Look through the data that follows and copy each line with the string "curtain".

(Collected data)
BEGIN

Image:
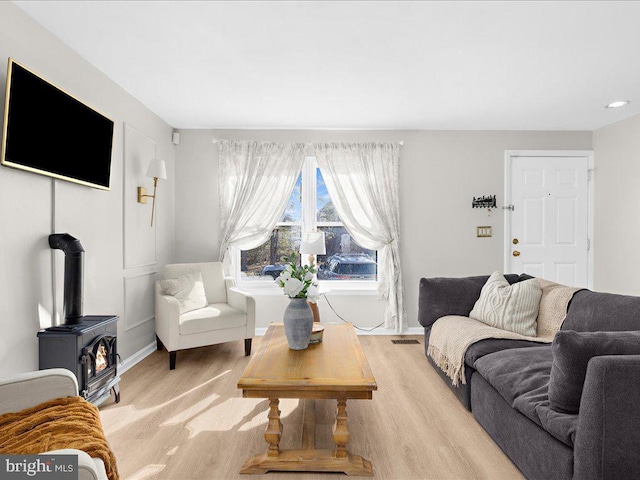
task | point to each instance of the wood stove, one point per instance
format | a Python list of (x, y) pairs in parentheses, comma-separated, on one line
[(89, 350), (84, 344)]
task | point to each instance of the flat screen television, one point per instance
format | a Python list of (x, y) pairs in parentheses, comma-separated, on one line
[(47, 131)]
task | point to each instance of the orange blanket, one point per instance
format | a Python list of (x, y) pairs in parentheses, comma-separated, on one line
[(70, 422)]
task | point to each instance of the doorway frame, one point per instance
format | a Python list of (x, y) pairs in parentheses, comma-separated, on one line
[(509, 155)]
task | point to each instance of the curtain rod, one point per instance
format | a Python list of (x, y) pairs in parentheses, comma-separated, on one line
[(215, 140)]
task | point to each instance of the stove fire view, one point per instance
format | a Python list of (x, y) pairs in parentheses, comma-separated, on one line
[(89, 350), (83, 344)]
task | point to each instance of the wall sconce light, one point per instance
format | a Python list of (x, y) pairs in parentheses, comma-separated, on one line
[(157, 169)]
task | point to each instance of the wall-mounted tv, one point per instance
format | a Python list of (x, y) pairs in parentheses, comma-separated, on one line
[(47, 131)]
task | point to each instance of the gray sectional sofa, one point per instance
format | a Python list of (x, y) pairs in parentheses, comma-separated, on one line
[(590, 427)]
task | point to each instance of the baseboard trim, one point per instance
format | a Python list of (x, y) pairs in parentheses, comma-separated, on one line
[(378, 331), (136, 358)]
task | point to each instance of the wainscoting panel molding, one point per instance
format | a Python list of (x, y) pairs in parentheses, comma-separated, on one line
[(138, 299)]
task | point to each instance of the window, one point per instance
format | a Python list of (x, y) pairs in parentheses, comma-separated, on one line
[(310, 206)]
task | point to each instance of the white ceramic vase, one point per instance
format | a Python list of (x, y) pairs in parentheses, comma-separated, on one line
[(298, 323)]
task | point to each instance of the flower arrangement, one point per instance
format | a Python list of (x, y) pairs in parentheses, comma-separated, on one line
[(298, 282)]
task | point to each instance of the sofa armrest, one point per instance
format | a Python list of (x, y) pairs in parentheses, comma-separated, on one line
[(243, 301), (607, 444), (167, 315), (89, 468), (33, 388)]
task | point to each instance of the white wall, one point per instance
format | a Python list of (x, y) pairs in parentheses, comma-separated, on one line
[(34, 206), (440, 173), (617, 207)]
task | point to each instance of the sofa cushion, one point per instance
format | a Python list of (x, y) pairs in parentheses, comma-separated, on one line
[(216, 316), (521, 376), (187, 289), (442, 296), (593, 311), (571, 354), (490, 345), (509, 307)]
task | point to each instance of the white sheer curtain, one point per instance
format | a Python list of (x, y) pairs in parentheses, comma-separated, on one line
[(255, 182), (362, 181)]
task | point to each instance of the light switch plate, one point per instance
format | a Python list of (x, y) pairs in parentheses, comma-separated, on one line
[(484, 232)]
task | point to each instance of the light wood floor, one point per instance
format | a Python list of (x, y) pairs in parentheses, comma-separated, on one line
[(192, 423)]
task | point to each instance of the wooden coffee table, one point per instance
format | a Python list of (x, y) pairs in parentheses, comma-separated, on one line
[(335, 368)]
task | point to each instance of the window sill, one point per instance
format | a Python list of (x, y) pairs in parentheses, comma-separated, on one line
[(332, 288)]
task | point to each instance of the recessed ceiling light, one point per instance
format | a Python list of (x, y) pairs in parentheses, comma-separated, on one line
[(618, 104)]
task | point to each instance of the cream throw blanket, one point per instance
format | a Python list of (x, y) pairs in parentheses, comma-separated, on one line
[(452, 335)]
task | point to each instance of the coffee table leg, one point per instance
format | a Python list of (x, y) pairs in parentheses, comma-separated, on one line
[(340, 430), (274, 428)]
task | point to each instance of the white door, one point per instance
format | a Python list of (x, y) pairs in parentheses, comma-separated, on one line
[(547, 232)]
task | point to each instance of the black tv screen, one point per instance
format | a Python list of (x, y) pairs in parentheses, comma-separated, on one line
[(49, 132)]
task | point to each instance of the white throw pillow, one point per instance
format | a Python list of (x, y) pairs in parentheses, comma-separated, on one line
[(509, 307), (188, 290)]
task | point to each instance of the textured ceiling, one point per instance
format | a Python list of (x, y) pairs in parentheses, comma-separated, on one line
[(368, 65)]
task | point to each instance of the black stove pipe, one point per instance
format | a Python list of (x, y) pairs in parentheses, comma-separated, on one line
[(73, 275)]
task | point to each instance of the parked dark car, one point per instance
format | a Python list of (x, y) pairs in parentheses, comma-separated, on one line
[(273, 270), (348, 266)]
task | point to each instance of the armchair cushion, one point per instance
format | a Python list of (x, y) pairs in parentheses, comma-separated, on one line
[(187, 289), (213, 317), (212, 276)]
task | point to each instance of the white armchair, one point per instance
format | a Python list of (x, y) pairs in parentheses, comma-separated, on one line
[(30, 389), (229, 314)]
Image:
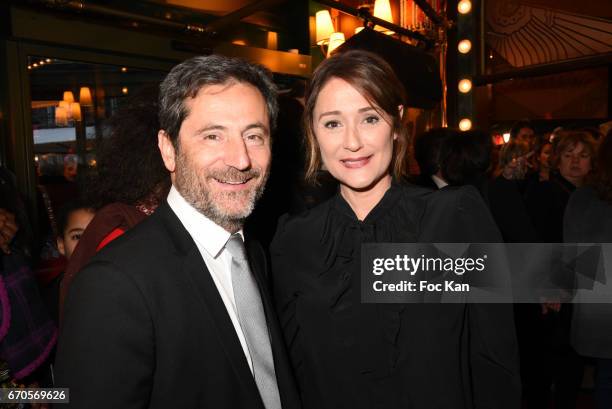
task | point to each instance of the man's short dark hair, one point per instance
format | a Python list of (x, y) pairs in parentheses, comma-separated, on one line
[(186, 79), (517, 126), (427, 148)]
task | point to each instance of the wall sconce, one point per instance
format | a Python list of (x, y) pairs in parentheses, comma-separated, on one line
[(324, 26), (382, 10), (465, 124), (464, 6), (335, 41), (85, 97), (68, 96), (61, 116), (464, 46), (465, 86), (75, 111)]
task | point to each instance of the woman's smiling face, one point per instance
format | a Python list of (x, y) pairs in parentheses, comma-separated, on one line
[(354, 137)]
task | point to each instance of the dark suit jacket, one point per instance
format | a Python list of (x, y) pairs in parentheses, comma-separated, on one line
[(145, 327), (353, 355)]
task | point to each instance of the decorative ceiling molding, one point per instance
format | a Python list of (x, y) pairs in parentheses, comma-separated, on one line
[(525, 35)]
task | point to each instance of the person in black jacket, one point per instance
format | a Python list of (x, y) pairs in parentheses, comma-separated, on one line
[(176, 313), (349, 354)]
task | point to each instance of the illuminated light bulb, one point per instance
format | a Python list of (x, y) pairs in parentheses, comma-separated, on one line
[(464, 6), (85, 96), (324, 26), (61, 116), (335, 41), (382, 10), (465, 124), (464, 46), (75, 111), (68, 96), (465, 85)]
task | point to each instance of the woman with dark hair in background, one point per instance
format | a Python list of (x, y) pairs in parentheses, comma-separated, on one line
[(349, 354), (588, 219), (505, 194), (557, 362), (465, 160), (427, 147), (130, 182)]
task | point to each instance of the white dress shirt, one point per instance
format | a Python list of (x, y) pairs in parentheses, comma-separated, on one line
[(211, 239)]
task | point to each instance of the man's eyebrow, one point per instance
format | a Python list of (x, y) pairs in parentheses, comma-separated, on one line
[(257, 125), (211, 127)]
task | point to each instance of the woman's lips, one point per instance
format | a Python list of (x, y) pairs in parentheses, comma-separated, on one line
[(356, 163)]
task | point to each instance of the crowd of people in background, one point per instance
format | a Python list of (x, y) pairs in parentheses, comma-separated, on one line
[(540, 188)]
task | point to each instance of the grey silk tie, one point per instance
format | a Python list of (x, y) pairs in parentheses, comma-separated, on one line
[(253, 323)]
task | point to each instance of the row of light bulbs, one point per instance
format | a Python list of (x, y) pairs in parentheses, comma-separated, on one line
[(464, 46), (326, 34), (39, 63)]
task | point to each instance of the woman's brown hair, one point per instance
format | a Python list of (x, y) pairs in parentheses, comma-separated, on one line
[(373, 78), (602, 182)]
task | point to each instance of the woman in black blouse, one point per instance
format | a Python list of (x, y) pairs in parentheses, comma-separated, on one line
[(347, 354)]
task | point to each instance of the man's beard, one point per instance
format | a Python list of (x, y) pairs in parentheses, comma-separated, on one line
[(217, 205)]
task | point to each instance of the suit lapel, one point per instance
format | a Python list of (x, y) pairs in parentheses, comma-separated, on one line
[(197, 272)]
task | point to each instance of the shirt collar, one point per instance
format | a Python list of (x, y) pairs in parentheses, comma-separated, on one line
[(204, 231), (440, 183)]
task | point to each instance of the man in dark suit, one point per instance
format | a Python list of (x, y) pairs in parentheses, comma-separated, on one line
[(176, 313)]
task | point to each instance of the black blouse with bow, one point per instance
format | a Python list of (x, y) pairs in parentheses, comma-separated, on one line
[(347, 354)]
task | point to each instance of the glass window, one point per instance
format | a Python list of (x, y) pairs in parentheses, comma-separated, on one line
[(71, 102)]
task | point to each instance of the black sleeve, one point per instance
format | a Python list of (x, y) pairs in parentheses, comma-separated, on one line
[(493, 349), (105, 354)]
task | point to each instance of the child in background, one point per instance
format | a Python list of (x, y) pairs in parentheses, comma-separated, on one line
[(72, 222)]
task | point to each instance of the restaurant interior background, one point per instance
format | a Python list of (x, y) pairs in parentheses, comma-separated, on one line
[(67, 66)]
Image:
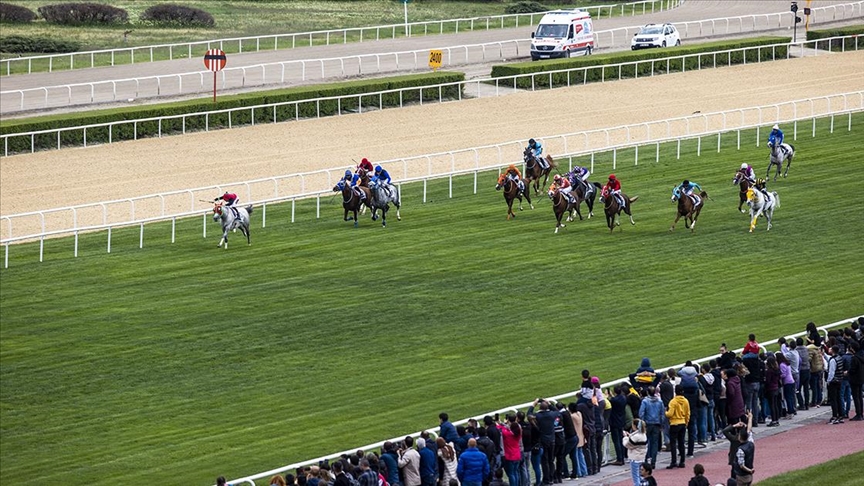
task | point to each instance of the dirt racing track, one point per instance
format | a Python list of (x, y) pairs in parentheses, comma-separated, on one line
[(87, 175)]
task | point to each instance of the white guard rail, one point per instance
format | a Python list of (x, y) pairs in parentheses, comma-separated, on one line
[(185, 50), (182, 204), (307, 70), (502, 85), (511, 409)]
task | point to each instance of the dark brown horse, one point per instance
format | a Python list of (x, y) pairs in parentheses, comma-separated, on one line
[(351, 201), (561, 205), (688, 208), (512, 192), (743, 184), (533, 170), (613, 209)]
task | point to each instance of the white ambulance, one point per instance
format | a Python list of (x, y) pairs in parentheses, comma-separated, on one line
[(563, 33)]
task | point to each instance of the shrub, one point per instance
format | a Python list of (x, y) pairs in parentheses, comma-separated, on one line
[(18, 44), (526, 7), (15, 13), (171, 14), (82, 13)]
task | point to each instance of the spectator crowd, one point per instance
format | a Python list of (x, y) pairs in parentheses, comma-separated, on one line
[(675, 411)]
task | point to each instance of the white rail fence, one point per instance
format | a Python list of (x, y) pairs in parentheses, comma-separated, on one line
[(512, 409), (299, 71), (185, 50), (171, 206), (503, 85)]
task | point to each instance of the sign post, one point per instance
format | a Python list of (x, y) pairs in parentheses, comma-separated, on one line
[(214, 60)]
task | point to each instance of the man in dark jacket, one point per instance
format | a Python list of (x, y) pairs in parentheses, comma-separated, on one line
[(473, 467)]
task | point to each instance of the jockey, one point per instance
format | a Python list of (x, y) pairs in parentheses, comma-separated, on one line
[(514, 175), (229, 198), (613, 187), (365, 165), (564, 187), (383, 178), (537, 151), (775, 138), (748, 172)]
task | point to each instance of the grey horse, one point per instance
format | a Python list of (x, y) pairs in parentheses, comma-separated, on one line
[(779, 153), (232, 218), (382, 196)]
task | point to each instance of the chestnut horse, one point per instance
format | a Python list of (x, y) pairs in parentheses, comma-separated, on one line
[(613, 209), (743, 184), (533, 170), (688, 206), (560, 205), (511, 192), (351, 201)]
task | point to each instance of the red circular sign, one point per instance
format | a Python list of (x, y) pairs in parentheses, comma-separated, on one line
[(215, 60)]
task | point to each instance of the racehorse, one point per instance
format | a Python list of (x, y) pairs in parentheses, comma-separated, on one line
[(382, 196), (761, 206), (613, 209), (744, 184), (350, 200), (561, 205), (533, 170), (584, 191), (232, 218), (511, 192), (689, 206), (779, 153)]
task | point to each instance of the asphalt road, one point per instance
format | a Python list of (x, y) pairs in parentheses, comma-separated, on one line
[(164, 80)]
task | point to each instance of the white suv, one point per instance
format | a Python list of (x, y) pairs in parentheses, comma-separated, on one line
[(653, 35)]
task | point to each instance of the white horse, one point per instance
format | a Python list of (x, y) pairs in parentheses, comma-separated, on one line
[(779, 153), (761, 206), (232, 218), (382, 196)]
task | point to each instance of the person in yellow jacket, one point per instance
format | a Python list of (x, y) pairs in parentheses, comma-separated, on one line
[(678, 414)]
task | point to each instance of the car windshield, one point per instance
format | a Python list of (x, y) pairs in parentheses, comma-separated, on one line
[(552, 30), (653, 29)]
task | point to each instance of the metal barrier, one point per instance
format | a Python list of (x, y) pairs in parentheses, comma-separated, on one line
[(185, 50), (513, 408), (471, 161), (318, 69), (503, 85)]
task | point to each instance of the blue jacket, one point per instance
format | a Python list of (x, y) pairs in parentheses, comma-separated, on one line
[(651, 411), (384, 178), (448, 432), (775, 137), (473, 466)]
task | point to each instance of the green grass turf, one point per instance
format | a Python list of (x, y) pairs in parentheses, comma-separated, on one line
[(845, 471), (256, 18), (177, 363)]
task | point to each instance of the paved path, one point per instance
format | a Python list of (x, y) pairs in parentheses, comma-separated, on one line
[(798, 443), (119, 84)]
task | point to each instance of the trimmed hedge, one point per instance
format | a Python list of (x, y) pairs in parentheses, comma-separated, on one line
[(82, 13), (699, 56), (838, 44), (211, 121), (16, 44), (16, 13), (177, 15)]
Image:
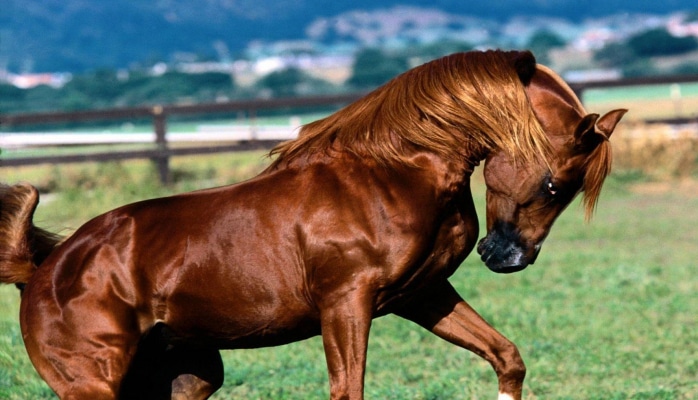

END

▶ [Response to this task]:
task | point to each instance of the curtain rod, one point per instance
task | point to each instance of the white sheer curtain, one point per instance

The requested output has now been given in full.